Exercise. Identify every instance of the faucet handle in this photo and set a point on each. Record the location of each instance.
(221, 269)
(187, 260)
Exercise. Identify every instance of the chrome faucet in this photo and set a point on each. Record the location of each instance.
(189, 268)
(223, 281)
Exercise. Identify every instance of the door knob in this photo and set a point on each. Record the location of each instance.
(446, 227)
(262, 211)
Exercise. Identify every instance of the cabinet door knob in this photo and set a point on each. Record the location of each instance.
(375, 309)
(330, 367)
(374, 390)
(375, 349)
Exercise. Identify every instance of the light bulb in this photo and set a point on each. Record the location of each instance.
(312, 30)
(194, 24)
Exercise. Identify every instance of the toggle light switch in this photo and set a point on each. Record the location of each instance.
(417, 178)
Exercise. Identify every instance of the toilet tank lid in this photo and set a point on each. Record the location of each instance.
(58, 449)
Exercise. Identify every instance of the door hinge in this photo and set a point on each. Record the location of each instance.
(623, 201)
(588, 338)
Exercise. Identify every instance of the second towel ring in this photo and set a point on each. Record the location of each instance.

## WHAT TO WORK ON
Reproduce every line above. Keep it exact.

## TASK OUTPUT
Exercise. Identify every instance of the faucet handle in this photo and set a point on each. Record the location of each instance.
(221, 269)
(187, 260)
Exercise. Identify every instance of the chrome faucet in this photo and set a point on each. Record the location of each instance.
(189, 268)
(223, 281)
Exercise. Identify every instance of the door knob in this photo and set a point on each. Record the location of each instance.
(446, 227)
(262, 211)
Exercise. Identify every instance of the cabinet door knob in this photo and set a point on each. Record the location of each instance.
(375, 309)
(330, 367)
(374, 390)
(375, 349)
Exercise. Identify every instance of the light bulb in this photo and set a point on each. Record the location of each instance.
(312, 30)
(194, 24)
Exercise. Identify every instance of the toggle light switch in this photo and set a point on each. Record the location of each instance.
(417, 178)
Exercise. Identify every instance of the toilet tank lid in this photo and set a point on each. Record the location of each instance.
(58, 449)
Exercise. Identify every instance of the door hinge in this photo and set a point on each. Record the location of each instance.
(623, 201)
(588, 338)
Exercise. Identify every instance of the second towel ring in this photo and set a point on each. Record the location of each instance.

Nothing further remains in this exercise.